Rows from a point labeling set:
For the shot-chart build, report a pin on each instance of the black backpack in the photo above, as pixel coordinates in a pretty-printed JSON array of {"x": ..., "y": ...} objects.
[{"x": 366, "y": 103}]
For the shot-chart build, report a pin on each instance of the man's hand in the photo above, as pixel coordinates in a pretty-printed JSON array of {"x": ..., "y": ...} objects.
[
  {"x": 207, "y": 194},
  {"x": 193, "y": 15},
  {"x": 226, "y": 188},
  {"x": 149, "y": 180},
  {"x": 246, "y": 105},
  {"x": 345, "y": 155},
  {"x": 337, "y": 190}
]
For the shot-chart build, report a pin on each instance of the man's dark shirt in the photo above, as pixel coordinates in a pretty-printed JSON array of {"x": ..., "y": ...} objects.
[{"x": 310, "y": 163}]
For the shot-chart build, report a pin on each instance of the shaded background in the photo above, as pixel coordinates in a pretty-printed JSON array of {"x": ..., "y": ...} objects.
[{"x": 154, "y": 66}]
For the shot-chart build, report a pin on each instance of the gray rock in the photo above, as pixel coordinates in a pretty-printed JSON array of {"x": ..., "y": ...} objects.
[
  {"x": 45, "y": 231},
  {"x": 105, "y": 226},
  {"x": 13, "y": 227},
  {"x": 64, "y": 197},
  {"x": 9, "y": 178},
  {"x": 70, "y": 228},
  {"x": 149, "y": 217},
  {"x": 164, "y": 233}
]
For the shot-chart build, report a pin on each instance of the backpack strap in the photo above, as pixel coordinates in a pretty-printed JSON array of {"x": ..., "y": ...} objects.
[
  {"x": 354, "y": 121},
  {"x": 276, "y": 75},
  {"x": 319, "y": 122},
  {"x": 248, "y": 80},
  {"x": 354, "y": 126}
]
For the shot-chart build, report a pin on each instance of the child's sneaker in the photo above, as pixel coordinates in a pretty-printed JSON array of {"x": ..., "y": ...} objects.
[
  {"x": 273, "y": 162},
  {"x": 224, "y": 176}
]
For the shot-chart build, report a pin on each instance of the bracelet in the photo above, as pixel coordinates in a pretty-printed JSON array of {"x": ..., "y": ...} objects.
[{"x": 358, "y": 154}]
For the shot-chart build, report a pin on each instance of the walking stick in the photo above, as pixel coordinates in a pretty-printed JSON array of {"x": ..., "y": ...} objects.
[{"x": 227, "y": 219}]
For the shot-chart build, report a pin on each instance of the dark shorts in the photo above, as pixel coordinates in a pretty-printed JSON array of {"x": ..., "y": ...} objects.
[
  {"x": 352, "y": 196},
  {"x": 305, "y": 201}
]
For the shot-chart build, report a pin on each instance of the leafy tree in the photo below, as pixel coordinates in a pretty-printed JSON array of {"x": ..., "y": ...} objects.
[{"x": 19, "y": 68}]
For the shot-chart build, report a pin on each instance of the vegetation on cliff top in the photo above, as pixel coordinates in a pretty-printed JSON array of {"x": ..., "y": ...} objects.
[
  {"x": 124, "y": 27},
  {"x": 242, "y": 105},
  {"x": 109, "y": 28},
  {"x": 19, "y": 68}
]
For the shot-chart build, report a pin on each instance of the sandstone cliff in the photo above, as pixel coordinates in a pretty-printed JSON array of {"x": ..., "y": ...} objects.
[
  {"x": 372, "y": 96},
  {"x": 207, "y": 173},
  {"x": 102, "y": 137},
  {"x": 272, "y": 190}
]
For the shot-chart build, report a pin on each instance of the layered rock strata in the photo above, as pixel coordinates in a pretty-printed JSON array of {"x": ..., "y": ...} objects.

Instructions for the task: Copy the rows above word for word, from the line with "of the vegetation" through the end of the rows, including both the first and last lines.

Completed task:
For the shot-chart build, report a pin on each instance of the vegetation on cliff top in the photo above, as pixel coordinates in a pretty-printed JSON array of {"x": ..., "y": ...} objects.
[
  {"x": 124, "y": 27},
  {"x": 242, "y": 105},
  {"x": 109, "y": 28},
  {"x": 19, "y": 68}
]
For the shot-chart build, report a pin on each instance of the sandstone cliff in the photo above, as pixel coordinates in a pretty-printed JSON array of {"x": ..., "y": ...} objects.
[
  {"x": 372, "y": 96},
  {"x": 207, "y": 173},
  {"x": 102, "y": 137},
  {"x": 272, "y": 190}
]
For the shot-chart build, report a pin on each instance of the layered rock strata in the photo above, as pixel coordinates in a pretty-printed JSON array of {"x": ..., "y": ...} objects.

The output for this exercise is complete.